» The task: Count, in the entries below, the lines in which "distant" occurs. Give the number, nothing more.
Start of Dataset content
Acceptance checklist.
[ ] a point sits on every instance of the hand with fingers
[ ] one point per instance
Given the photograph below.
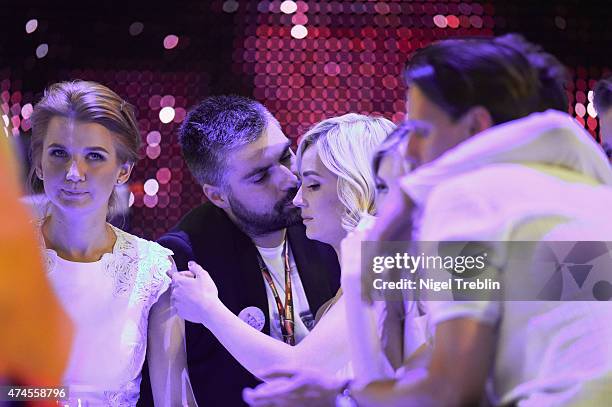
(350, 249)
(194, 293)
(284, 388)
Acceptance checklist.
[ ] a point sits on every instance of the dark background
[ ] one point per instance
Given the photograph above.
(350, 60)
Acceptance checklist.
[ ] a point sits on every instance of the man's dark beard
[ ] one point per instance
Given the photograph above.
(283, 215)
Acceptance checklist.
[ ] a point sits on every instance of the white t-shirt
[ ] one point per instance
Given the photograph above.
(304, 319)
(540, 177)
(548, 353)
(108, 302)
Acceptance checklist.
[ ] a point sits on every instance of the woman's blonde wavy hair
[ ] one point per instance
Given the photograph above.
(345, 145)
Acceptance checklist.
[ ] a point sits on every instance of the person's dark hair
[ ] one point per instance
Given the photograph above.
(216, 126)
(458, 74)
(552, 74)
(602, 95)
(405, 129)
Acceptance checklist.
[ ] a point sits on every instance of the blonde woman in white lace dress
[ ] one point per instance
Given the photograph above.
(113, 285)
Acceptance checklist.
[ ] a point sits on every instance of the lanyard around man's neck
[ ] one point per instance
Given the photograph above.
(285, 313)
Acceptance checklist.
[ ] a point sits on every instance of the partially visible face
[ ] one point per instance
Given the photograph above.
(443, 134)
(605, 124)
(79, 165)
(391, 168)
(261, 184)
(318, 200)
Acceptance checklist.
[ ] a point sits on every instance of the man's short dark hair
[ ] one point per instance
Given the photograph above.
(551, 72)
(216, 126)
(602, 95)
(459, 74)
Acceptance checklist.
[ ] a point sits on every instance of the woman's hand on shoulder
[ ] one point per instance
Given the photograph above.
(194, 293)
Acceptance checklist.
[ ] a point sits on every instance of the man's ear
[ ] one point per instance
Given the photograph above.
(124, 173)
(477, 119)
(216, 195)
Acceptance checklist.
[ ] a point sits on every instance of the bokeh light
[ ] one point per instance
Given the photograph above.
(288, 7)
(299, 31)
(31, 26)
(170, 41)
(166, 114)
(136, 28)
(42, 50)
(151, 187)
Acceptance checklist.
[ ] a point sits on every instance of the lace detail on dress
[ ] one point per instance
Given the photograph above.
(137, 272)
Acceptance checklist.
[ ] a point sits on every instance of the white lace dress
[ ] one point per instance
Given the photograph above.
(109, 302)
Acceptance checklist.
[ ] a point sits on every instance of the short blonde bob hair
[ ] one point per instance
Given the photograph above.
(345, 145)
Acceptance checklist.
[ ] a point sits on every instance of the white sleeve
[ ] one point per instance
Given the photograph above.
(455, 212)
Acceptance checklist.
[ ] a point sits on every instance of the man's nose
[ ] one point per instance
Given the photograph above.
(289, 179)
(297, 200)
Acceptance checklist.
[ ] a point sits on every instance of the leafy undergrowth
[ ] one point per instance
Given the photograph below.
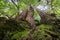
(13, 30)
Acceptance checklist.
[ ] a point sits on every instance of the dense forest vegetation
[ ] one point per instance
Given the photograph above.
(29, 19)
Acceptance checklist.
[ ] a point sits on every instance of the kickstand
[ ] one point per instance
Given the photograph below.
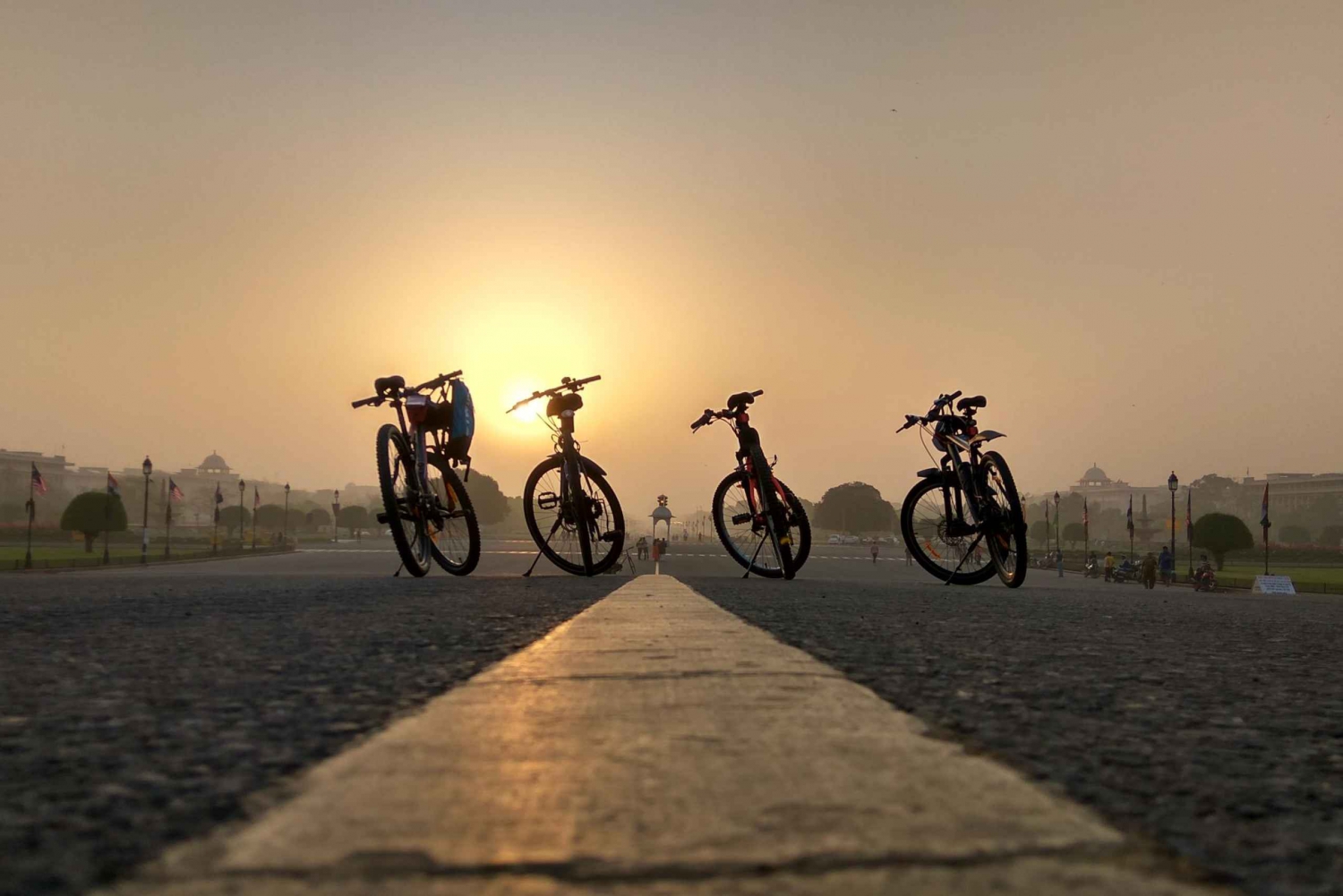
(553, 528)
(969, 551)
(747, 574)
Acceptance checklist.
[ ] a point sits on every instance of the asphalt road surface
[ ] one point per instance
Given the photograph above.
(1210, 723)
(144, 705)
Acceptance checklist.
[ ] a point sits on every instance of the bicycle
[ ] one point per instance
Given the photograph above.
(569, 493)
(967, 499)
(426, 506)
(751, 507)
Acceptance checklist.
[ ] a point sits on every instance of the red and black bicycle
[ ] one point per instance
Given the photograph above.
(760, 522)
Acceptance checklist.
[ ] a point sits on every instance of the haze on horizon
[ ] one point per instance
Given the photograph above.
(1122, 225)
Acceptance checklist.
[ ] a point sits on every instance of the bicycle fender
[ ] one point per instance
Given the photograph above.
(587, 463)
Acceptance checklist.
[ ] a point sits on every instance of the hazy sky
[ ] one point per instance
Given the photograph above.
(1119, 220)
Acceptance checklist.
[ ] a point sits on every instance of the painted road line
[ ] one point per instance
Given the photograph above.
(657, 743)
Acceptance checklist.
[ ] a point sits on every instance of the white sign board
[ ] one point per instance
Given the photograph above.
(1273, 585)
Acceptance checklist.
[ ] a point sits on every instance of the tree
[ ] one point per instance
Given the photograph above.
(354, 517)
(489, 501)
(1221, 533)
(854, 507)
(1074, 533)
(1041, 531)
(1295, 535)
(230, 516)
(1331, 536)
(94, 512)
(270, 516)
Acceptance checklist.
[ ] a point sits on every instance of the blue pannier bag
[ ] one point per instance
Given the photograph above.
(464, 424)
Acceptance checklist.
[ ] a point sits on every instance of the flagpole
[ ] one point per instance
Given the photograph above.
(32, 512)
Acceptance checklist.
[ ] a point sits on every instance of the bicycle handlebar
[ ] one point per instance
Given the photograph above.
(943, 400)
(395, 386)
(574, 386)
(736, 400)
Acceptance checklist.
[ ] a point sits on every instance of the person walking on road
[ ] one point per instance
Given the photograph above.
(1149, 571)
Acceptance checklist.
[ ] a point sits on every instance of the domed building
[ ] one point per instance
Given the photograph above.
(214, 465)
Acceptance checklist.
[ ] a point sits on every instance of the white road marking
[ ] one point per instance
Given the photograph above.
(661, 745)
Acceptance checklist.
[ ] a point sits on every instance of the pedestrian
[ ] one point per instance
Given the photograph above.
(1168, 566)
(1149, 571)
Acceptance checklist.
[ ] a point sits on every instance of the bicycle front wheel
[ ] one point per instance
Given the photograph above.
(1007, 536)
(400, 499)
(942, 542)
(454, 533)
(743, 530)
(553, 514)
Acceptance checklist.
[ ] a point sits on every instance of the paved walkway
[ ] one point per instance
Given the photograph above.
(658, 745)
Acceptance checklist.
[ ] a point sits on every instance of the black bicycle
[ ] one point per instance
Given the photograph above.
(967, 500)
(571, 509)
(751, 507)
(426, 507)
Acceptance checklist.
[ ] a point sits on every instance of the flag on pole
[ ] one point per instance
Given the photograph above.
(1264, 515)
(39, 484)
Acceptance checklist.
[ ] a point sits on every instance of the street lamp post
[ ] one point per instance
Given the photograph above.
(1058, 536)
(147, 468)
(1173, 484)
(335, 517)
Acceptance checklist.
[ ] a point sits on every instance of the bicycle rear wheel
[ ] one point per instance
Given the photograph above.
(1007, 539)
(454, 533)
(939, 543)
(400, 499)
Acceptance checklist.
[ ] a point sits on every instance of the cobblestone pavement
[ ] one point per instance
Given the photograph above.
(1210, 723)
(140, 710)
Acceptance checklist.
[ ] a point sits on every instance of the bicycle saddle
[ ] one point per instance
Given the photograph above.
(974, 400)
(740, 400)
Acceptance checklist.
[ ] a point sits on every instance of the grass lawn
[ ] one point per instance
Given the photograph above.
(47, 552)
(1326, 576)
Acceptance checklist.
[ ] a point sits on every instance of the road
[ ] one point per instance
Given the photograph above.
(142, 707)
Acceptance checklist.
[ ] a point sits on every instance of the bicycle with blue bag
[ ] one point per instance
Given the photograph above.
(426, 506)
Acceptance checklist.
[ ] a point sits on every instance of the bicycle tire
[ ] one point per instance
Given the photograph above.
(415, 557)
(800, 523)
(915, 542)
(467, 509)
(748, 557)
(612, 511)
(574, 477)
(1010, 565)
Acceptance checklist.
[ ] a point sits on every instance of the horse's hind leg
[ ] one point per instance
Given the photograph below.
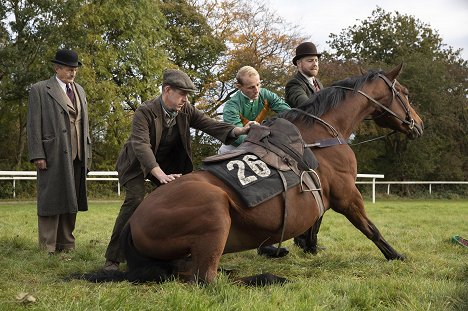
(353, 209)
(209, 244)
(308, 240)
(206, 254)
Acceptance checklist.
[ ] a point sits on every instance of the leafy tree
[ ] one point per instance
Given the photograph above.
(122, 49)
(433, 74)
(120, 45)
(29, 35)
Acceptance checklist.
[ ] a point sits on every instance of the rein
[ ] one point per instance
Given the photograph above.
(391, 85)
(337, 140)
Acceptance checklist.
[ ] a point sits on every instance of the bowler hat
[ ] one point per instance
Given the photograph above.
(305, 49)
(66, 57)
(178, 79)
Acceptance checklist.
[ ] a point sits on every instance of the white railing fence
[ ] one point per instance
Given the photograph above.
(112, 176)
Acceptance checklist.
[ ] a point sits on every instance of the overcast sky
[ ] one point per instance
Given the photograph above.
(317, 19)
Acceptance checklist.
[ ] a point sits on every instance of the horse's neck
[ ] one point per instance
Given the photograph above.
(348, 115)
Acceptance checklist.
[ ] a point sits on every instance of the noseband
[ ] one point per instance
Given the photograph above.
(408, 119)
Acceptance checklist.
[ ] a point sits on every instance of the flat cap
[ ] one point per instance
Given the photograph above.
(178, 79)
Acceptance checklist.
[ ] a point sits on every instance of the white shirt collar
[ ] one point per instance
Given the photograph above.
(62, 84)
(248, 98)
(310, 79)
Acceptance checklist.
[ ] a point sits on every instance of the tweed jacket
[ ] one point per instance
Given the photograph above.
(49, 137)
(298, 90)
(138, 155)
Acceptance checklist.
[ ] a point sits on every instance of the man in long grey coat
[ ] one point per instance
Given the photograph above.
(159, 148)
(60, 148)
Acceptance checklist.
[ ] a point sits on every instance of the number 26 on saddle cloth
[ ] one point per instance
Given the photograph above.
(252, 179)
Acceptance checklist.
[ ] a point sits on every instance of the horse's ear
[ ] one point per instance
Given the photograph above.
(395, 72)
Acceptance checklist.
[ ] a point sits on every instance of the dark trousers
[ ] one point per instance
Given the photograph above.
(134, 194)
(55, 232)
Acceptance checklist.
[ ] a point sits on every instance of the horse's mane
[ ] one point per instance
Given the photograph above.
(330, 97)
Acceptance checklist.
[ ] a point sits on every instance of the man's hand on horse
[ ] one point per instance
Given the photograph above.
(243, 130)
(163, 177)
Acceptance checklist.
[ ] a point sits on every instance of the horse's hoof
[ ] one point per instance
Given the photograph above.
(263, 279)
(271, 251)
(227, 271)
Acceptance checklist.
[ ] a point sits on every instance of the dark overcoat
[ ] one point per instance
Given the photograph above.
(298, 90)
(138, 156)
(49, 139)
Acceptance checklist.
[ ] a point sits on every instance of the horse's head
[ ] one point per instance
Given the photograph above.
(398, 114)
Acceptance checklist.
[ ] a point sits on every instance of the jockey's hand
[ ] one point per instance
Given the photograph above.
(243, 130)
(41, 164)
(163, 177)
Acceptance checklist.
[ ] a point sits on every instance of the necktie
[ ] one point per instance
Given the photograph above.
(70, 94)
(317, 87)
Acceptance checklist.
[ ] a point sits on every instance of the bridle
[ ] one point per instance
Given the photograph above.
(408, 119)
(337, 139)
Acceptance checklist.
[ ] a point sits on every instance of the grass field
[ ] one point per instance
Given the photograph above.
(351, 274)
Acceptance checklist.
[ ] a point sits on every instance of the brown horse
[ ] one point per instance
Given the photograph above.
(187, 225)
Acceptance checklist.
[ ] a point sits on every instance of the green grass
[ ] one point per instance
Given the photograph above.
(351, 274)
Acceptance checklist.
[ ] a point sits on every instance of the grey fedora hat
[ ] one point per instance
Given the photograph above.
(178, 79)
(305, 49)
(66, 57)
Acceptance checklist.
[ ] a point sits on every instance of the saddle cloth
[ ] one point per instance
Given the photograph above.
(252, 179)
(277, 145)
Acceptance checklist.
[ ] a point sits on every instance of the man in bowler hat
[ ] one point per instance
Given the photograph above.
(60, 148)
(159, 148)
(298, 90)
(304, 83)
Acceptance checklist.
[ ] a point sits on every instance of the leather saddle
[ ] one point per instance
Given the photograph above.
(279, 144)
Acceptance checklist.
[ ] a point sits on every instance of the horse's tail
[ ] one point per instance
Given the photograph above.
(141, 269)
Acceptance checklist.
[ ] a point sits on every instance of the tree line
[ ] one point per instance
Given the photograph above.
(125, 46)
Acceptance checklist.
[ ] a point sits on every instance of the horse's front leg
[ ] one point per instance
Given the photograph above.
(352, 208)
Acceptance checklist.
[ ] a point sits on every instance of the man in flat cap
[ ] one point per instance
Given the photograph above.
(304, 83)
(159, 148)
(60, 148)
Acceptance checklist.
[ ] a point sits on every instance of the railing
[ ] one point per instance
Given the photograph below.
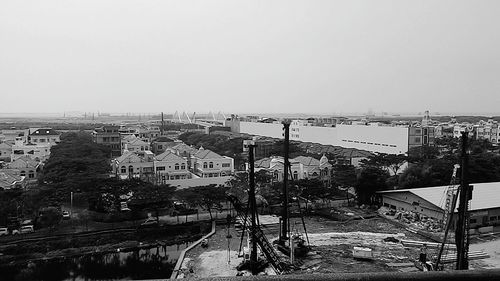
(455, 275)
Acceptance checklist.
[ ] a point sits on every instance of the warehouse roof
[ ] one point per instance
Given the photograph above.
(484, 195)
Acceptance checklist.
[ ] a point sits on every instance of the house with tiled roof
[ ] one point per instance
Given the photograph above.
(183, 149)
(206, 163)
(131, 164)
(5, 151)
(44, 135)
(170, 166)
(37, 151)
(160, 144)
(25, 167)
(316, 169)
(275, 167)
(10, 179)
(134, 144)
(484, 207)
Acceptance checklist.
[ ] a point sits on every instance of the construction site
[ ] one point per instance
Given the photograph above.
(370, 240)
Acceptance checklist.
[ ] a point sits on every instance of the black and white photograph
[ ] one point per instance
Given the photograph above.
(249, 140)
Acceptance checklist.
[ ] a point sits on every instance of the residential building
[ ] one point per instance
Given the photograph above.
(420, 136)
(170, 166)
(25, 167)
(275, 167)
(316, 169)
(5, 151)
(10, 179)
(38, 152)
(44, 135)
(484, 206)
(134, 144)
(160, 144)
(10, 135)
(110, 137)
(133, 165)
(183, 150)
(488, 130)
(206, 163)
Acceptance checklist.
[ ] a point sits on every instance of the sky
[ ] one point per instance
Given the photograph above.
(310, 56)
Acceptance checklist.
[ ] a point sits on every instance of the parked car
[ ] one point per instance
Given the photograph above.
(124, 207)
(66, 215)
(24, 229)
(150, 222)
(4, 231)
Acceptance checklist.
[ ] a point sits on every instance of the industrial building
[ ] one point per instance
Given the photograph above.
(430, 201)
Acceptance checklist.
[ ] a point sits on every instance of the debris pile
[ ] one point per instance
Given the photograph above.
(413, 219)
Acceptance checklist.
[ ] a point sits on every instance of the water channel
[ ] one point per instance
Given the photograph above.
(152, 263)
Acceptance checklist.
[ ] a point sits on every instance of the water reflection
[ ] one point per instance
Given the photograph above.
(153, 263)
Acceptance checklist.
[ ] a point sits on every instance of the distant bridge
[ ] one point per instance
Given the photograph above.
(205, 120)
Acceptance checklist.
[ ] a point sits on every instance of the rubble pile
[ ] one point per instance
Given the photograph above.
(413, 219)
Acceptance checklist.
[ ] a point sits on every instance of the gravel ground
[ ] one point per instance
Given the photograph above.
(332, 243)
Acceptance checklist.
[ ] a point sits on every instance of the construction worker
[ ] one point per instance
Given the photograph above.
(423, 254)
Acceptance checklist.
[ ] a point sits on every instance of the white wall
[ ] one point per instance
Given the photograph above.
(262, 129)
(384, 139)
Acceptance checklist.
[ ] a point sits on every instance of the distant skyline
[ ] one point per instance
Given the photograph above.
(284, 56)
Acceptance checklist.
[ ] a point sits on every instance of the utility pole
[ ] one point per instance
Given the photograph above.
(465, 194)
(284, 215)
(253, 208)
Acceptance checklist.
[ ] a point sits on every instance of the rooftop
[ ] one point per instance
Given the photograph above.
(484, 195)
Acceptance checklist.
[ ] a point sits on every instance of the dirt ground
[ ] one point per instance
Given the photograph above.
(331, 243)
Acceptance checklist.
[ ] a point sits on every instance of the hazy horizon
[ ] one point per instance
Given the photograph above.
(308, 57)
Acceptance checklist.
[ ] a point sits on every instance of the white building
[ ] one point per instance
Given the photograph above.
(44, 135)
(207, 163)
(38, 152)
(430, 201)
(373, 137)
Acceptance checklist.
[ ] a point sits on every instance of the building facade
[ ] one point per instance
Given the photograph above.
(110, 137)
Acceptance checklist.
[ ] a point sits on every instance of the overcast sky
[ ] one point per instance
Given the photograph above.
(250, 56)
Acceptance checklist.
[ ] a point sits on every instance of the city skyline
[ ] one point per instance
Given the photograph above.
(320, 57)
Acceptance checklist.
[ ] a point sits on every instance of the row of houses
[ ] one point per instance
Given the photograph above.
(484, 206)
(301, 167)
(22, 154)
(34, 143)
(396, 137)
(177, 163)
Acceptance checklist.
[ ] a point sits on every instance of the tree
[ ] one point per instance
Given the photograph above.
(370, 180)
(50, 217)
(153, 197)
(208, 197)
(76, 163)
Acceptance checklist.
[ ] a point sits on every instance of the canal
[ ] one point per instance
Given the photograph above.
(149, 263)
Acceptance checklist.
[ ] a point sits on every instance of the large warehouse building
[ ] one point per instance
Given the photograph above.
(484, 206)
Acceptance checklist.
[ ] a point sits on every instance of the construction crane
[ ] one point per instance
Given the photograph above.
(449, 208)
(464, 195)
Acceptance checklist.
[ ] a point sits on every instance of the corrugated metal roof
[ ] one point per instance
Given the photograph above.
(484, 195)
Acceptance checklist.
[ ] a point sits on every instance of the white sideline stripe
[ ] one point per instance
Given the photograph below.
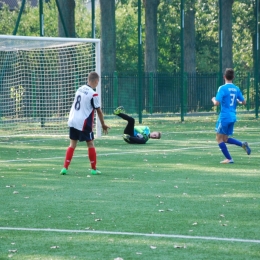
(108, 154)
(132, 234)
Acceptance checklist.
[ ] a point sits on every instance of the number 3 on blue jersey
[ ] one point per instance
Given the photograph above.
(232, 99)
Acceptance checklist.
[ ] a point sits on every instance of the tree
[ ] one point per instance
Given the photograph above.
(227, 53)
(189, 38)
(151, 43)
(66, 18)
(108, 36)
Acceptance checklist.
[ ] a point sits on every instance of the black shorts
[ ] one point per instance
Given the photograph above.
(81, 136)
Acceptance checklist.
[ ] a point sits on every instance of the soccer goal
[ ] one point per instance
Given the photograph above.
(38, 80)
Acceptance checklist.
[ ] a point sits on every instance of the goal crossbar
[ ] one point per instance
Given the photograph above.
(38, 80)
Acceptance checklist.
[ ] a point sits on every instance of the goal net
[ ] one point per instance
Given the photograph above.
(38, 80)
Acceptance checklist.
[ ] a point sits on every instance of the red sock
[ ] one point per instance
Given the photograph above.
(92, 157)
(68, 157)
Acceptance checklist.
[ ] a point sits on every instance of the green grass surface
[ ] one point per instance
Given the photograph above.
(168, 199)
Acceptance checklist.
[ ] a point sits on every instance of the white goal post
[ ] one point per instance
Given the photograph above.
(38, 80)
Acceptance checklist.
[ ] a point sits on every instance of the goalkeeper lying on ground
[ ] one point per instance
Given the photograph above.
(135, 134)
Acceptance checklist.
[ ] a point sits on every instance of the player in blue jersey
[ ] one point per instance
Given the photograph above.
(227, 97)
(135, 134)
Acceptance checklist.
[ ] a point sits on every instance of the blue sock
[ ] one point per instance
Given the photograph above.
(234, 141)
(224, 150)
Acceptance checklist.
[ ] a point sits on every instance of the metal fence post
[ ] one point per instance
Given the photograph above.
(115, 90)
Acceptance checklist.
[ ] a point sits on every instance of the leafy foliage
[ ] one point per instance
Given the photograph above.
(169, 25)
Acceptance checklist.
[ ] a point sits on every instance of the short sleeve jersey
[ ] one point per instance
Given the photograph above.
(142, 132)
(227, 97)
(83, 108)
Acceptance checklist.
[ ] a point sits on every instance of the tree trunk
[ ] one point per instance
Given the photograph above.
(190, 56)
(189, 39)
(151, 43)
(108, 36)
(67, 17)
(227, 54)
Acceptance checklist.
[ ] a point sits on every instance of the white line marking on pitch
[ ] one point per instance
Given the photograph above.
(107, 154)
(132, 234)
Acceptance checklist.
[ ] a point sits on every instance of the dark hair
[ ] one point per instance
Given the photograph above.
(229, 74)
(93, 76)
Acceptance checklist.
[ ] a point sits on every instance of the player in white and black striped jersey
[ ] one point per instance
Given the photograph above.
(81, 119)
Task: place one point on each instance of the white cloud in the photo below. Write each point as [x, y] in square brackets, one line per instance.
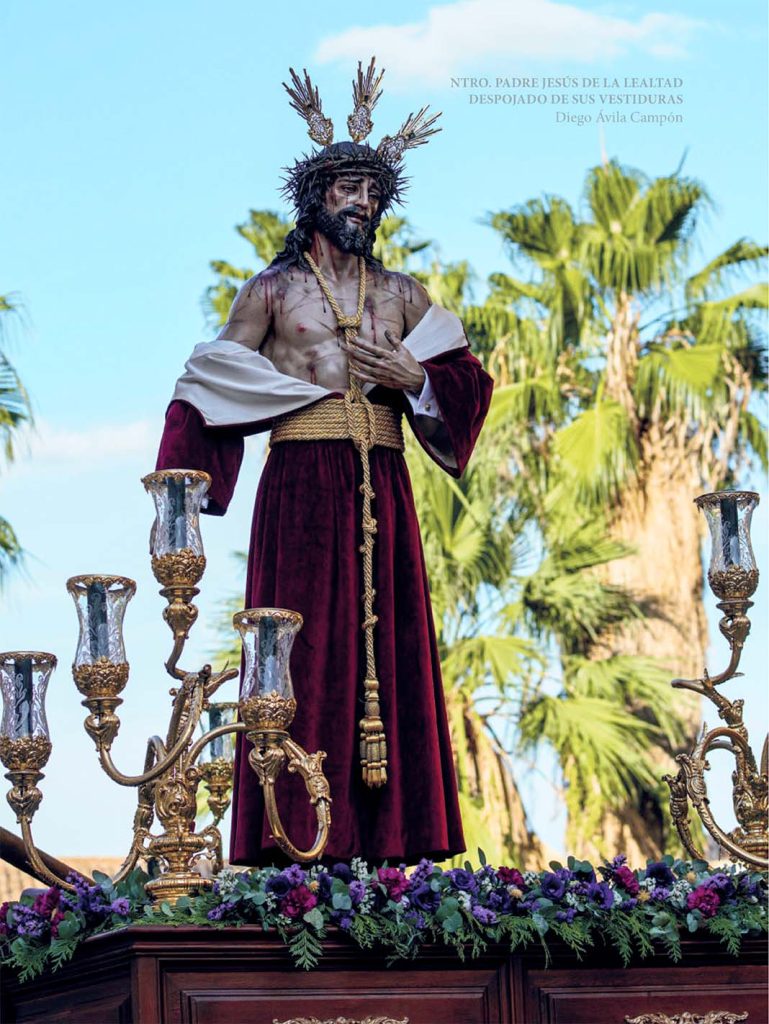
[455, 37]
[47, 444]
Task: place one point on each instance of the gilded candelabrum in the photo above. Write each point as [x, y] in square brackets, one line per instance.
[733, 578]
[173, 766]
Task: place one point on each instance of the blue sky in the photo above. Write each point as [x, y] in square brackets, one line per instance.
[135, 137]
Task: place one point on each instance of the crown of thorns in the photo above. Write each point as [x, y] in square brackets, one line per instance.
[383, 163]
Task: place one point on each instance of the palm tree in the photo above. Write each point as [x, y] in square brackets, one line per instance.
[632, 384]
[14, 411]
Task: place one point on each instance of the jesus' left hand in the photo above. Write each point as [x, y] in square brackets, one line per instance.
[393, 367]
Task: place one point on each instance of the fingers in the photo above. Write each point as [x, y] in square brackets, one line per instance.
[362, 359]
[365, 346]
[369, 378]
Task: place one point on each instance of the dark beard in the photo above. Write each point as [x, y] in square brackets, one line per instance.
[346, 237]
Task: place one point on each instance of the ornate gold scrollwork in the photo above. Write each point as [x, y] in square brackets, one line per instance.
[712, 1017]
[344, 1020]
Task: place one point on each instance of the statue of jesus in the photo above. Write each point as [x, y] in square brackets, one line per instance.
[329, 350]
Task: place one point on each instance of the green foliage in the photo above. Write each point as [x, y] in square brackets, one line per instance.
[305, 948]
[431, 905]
End of Dataset content
» Problem solution: 2